__What is asked__.
(1) In the forum thread about writing procedures in Proton/Positron BASIC, where does Stephen Moss say the PDF manuals are located?
(2) Continue the forum thread about writing procedures in Proton/Positron BASIC from its last post.

__Passage__.
——

WHERE CAN I FIND INFORMATION RELEVANT TO WRITING A PROCEDURE FOR USE IN PROTON/POSITRON BASIC?

THANKS!

Gamboa

HAL,
In the Proton operating manual there is a chapter called Procedures where he talks extensively on this matter.

Regards,

Gamboa
Long live for you

Stephen Moss

HAL,
in case you don't know where they are you can find PDF Manuals located under Documents in the IDE help menu.

top204

I'll have a word with John for his excellent Positron Studio IDE and try to make the compiler user manuals clearer to find.

HAL

GENTLEMEN

THANK YOU EVER SO MUCH!

I AM SORT OF A BEGINNER MEANING THAT I STARTED DECADES AGO WITH A 6800 & 6502 SO THAT I AM USED TO A VERBOSE INSTRUCTION SET.  I WOULD NOT TOUCH A PIC BUT FOR THE SUPERB COMPILER AND THIS FORUM.  IF THE COMPILER WERE MUSIC IT WOULD BE ON PAR WITH MOZART.  PLEASE FEEL FREE TO QUOTE ME!

——

__Stored rows__.
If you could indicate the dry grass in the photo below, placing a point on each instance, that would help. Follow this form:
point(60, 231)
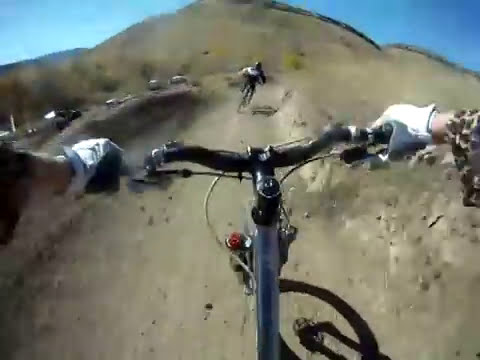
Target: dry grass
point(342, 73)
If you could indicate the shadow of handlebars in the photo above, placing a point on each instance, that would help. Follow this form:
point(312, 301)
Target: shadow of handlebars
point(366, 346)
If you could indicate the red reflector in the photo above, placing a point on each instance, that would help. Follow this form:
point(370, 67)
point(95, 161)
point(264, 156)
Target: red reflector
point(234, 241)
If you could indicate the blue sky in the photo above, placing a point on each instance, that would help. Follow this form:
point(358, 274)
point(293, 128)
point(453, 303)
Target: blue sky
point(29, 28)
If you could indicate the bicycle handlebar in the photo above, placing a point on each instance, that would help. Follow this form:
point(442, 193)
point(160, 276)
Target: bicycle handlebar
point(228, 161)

——

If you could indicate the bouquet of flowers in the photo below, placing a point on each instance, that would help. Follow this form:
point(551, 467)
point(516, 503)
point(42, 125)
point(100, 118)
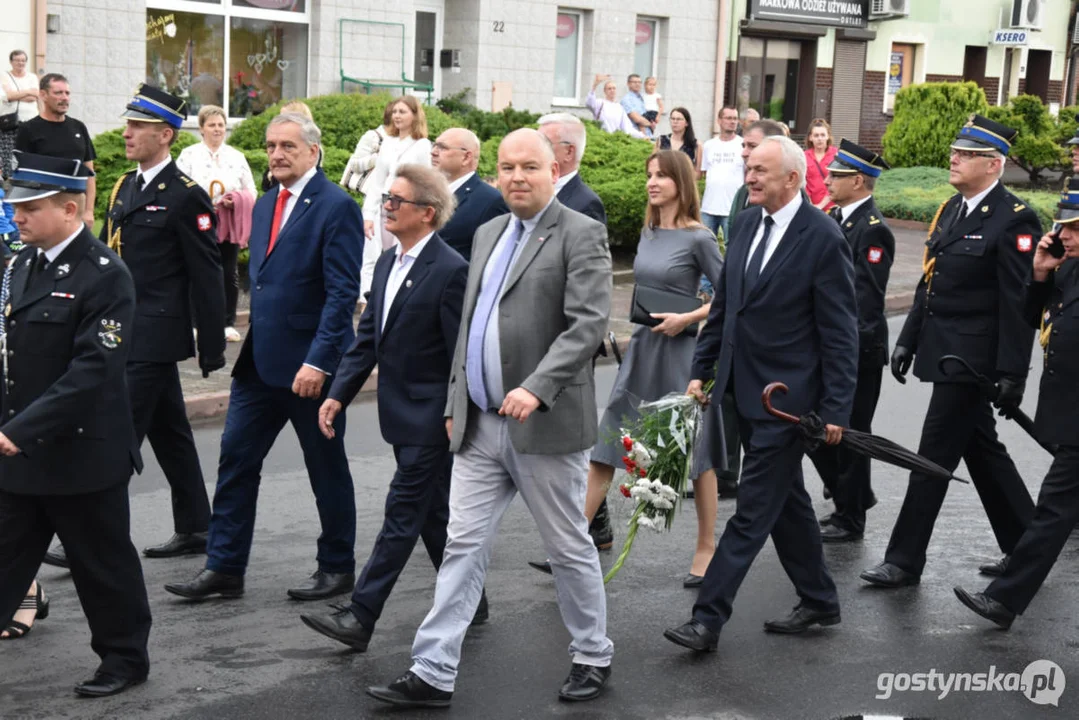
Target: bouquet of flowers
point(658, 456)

——

__Outputs for the tasks__.
(1) Under Documents in the IDE help menu.

(2)
THANKS AGAIN!

top204

#5
Many thanks Hans. Lovely words. :-)

I started with the Z80 assembler code in 1982 with my Sinclair ZX81, then the Sinclair ZX Spectrum, then moved on to the 6502 microprocessor with the Atari machines and the commodore 64 machine.

They were good times, learning to code in assembler from the Z80 technical books. I could make the ZX spectrum jump through hoops eventually. :-) Then I got to see an Atari 800 and I fell in love with it, so I learned 6502 and wrote games for it and utilities, so the move to the Commodore 64 was relatively simple because it also used a 6502 (ish) microprocessor, and it was a lovely machine to write games and demos for.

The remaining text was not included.